[Point placement records]
☆ ☆ ☆ ☆ ☆ ☆ ☆

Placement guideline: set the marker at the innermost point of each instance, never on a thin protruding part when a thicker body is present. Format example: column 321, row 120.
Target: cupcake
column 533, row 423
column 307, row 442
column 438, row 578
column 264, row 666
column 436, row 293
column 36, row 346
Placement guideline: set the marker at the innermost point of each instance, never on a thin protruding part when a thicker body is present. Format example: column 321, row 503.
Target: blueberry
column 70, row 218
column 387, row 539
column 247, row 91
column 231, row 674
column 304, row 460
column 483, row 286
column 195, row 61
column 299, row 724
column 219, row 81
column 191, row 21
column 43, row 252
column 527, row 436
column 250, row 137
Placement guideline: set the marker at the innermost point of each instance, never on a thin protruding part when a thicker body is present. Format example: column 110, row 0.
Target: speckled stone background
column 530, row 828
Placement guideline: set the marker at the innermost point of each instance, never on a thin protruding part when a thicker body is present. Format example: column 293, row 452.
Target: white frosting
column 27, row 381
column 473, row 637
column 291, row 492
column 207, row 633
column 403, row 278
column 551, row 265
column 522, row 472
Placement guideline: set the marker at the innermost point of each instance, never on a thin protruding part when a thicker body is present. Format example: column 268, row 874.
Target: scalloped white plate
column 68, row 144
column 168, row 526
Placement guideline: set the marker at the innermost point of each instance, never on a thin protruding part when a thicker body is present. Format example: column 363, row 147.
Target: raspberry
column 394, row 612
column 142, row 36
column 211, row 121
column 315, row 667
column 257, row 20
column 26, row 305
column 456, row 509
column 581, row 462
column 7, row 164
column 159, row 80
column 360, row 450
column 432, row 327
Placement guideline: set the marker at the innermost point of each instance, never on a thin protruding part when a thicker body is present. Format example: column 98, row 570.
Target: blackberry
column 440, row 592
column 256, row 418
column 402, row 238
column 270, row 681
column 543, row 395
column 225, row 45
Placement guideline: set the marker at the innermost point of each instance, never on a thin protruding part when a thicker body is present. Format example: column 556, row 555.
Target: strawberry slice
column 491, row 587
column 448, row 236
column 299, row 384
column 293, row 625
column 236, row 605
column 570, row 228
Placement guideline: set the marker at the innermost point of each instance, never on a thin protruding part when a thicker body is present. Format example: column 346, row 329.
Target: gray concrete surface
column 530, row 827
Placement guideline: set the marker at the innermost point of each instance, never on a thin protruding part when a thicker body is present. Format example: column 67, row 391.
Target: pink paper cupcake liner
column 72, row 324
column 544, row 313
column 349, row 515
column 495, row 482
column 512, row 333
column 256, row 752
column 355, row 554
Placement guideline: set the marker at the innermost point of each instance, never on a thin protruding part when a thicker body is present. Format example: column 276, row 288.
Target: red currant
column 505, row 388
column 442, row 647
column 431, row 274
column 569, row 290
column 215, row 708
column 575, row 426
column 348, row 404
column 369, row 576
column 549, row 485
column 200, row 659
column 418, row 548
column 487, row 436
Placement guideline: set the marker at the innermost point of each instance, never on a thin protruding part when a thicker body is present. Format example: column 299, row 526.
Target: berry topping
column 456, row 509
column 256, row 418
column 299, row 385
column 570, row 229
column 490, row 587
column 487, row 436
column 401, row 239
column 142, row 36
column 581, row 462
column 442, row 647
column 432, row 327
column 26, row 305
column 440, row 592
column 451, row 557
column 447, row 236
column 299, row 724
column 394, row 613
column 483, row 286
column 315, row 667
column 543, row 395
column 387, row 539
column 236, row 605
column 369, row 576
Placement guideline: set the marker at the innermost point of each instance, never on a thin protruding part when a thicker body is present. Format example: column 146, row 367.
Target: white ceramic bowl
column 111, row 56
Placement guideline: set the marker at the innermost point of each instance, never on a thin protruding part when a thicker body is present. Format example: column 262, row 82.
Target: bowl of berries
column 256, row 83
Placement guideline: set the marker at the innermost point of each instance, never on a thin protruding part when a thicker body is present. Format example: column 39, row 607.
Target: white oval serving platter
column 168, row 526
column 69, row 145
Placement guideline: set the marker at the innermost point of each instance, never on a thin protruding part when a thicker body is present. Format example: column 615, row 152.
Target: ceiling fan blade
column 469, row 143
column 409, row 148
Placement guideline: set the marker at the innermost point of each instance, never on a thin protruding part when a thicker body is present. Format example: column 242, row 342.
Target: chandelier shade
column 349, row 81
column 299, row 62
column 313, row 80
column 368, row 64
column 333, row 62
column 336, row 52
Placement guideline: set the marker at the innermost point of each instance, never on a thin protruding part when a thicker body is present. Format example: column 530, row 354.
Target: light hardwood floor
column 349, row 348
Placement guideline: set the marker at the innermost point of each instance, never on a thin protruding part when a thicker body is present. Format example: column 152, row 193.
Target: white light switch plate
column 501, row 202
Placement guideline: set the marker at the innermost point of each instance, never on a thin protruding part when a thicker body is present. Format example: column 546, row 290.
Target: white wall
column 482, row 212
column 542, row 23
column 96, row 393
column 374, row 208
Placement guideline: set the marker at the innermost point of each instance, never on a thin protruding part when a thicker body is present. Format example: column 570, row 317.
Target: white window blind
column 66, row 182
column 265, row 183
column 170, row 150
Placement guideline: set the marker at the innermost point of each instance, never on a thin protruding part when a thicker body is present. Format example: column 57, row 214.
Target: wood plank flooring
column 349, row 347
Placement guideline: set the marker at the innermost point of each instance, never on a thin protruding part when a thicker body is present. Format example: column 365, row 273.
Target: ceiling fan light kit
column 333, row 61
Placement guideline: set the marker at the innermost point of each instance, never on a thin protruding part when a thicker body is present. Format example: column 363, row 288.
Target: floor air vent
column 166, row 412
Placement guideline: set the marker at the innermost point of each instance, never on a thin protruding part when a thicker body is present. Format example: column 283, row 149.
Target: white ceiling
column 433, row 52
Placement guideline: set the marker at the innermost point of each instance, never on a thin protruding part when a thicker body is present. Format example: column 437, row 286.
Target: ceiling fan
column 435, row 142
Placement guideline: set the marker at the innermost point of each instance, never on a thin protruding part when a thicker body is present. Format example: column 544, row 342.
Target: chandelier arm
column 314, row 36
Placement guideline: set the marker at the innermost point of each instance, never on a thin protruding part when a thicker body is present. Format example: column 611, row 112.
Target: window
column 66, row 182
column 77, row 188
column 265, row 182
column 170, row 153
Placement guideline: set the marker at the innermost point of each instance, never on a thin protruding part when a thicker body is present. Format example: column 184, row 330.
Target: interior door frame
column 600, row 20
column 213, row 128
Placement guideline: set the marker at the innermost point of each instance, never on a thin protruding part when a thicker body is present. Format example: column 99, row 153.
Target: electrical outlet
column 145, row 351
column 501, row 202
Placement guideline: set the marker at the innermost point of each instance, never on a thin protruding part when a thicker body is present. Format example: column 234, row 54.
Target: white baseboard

☆ ☆ ☆ ☆ ☆ ☆ ☆

• Task prompt: Return, unchanged and in full, the part of the data that opens with the line containing "363, row 147." and closes with the line containing "column 225, row 45". Include both of those lines.

• Exercise result:
Placement guideline: set the marker at the innermost point of each instance, never on a thin protruding part when a thicker body is present. Format example: column 363, row 147.
Target: raspberry
column 394, row 612
column 142, row 36
column 211, row 121
column 315, row 667
column 257, row 20
column 26, row 305
column 456, row 509
column 581, row 462
column 7, row 164
column 159, row 80
column 360, row 450
column 432, row 327
Placement guideline: set the marker at the innermost point of each instance, never on a thin protruding part when a thicker body is present. Format example: column 98, row 570.
Target: blackberry
column 440, row 592
column 256, row 418
column 402, row 238
column 270, row 681
column 543, row 395
column 225, row 45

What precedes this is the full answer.